WRITTEN EXERCISE
Locate the line that contains "Please indicate the right". Copy it and every following line through the end of the records, exactly, and include nothing else.

================

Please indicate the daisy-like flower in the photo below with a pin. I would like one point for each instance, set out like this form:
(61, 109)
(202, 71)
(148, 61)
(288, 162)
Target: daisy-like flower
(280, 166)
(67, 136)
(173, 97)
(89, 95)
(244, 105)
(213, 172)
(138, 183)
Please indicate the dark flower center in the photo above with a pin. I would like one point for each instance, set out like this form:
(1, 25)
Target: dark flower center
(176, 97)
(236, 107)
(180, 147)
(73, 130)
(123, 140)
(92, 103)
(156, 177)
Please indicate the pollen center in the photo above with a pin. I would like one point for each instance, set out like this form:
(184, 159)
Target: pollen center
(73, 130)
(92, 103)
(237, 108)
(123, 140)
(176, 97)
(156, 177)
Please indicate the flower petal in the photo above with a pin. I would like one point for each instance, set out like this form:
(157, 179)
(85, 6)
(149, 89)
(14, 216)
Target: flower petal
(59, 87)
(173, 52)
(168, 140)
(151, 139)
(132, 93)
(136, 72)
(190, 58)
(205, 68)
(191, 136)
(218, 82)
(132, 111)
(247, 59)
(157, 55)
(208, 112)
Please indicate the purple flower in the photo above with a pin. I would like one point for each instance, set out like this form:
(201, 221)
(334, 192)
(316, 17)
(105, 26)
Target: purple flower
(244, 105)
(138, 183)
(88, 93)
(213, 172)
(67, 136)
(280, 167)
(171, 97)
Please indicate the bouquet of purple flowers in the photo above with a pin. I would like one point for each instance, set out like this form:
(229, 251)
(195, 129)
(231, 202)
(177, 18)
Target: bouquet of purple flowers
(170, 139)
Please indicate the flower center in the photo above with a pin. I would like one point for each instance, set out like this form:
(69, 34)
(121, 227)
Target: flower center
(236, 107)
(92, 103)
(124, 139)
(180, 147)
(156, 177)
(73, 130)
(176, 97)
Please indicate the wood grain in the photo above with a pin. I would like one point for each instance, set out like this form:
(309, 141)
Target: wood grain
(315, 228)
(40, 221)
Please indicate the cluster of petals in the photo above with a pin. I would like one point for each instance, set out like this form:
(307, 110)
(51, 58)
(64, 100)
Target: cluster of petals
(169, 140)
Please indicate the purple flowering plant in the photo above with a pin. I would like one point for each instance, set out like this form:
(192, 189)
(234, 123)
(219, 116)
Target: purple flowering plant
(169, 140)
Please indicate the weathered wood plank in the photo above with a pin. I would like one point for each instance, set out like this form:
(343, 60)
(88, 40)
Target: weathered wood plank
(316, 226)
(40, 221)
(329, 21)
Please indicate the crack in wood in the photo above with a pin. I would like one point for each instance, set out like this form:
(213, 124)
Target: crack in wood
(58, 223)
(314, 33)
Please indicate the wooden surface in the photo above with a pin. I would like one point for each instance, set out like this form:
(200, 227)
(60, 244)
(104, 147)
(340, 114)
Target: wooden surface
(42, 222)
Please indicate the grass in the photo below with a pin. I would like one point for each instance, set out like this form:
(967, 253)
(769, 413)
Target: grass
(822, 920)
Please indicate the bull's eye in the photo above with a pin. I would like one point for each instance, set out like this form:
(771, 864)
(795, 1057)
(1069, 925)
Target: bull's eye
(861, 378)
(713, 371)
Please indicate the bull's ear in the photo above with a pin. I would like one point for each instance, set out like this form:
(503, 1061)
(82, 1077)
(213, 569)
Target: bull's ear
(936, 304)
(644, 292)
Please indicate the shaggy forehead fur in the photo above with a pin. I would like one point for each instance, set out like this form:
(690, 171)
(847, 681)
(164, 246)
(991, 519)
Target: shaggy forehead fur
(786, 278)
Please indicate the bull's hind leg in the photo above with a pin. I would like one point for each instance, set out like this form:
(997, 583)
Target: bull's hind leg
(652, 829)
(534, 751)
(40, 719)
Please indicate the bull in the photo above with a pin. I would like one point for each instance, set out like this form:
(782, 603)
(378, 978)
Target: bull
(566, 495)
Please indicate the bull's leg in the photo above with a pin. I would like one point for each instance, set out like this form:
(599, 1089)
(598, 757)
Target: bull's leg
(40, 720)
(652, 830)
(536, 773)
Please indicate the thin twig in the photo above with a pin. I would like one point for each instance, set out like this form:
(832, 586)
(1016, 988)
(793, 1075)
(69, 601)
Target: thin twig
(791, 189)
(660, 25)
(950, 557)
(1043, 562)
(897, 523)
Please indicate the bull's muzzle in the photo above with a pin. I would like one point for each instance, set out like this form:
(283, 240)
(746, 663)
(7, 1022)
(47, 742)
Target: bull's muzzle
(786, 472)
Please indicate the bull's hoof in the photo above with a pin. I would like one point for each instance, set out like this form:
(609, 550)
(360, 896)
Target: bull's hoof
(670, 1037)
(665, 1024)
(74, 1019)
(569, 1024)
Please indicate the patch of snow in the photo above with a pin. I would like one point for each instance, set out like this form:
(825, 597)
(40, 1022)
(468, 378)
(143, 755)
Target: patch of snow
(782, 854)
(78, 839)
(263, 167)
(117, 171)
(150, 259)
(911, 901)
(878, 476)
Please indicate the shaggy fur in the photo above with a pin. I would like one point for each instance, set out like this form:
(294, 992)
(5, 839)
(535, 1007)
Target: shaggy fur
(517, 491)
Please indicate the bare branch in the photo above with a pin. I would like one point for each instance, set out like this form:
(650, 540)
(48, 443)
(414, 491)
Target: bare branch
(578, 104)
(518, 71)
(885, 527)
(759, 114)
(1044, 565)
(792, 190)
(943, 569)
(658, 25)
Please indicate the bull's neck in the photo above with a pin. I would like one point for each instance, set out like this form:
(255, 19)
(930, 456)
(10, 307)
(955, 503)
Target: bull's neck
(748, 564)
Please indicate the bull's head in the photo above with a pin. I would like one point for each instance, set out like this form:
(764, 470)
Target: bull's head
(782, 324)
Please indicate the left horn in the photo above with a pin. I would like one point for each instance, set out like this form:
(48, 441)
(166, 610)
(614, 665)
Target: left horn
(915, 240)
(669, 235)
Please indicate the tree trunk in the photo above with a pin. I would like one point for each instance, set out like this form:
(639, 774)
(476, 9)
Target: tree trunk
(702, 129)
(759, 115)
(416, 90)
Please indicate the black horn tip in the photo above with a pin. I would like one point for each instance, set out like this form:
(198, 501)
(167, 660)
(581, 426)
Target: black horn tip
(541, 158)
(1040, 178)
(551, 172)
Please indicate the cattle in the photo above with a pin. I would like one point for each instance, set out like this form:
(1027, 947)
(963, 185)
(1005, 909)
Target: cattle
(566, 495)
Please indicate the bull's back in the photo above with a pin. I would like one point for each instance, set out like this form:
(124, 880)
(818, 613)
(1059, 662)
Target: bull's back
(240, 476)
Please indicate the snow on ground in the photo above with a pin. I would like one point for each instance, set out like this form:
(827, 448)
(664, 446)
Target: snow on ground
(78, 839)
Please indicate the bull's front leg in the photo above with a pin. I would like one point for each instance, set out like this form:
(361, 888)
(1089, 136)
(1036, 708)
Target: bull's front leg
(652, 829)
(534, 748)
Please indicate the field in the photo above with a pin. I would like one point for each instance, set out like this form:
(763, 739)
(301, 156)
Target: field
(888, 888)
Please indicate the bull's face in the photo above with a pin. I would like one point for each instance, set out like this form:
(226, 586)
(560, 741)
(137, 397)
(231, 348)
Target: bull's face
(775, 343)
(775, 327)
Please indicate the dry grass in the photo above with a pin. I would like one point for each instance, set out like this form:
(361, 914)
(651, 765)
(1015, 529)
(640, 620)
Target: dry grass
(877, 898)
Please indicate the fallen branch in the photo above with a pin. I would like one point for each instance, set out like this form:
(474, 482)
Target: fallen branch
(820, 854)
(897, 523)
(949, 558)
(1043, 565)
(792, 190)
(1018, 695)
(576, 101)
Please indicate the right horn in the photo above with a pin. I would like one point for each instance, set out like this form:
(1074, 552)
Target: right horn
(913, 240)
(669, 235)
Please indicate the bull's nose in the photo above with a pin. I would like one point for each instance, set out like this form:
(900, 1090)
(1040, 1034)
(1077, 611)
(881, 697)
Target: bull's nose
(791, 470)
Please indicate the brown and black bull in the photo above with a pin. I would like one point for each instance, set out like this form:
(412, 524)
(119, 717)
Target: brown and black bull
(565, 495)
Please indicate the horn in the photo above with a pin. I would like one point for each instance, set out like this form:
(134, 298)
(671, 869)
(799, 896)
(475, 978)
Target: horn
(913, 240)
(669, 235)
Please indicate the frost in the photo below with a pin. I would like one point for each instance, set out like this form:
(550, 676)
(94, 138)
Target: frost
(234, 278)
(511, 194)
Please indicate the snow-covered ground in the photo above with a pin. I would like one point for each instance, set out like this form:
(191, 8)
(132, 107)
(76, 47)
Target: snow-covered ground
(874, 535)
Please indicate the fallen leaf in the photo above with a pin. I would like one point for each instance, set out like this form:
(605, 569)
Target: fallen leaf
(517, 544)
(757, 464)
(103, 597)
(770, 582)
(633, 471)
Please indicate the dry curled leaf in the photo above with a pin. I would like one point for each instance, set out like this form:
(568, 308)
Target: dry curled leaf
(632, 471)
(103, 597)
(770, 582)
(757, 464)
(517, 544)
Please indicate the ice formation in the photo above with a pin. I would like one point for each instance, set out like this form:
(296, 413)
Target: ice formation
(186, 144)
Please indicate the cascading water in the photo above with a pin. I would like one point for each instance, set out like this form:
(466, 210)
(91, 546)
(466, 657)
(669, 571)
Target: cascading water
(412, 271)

================

WRITTEN REPLY
Please indicate the right horn in the photo above with a pin. I would like one point for each instance, set out like this form:
(1074, 552)
Target: right horn
(913, 240)
(669, 235)
Please indicate the bull's nose in the photo above with a pin. I would like one point for each instance, set out like this form:
(900, 1090)
(1040, 1034)
(1077, 611)
(881, 697)
Target: bull's nose
(791, 470)
Please indicate the brown and black bull in the photo above with a pin. I would like one point for each instance, set out like this form:
(412, 524)
(119, 717)
Target: brown and black bull
(565, 495)
Please indicate the horn in the photo above with a pin. I would like one point for each instance, set out like this form:
(134, 298)
(671, 869)
(799, 896)
(475, 978)
Target: horn
(913, 240)
(669, 235)
Please indicate the frost in the photo below with a pin. I would like one point for each instance, set out like this form:
(550, 676)
(94, 138)
Target: frost
(234, 278)
(511, 194)
Please indicate the snow-covered ground in the photo above with a pin. I would like one point for each instance, set out like this form:
(191, 8)
(132, 107)
(76, 47)
Target: snow-covered ground
(874, 535)
Please indicate the fallen leaf in the photo above with a pin. I would like one point for each instance, set out like this form:
(605, 569)
Target: fallen leaf
(517, 544)
(757, 464)
(103, 597)
(770, 582)
(633, 471)
Please indicate the dry curled leaf in the photo above with a pin. I would like one point for each instance, set out like this form:
(568, 308)
Target: dry curled leaf
(632, 471)
(103, 597)
(770, 582)
(757, 464)
(517, 544)
Please indicate the ice formation in the photo above with a pin. I would like one point for each instance, set out like this form:
(296, 413)
Target: ice formation
(186, 144)
Please indicate the cascading water in the photo above with a pin. I would like one point for each instance, set out like this form:
(466, 210)
(91, 546)
(466, 657)
(669, 571)
Target: cascading water
(412, 271)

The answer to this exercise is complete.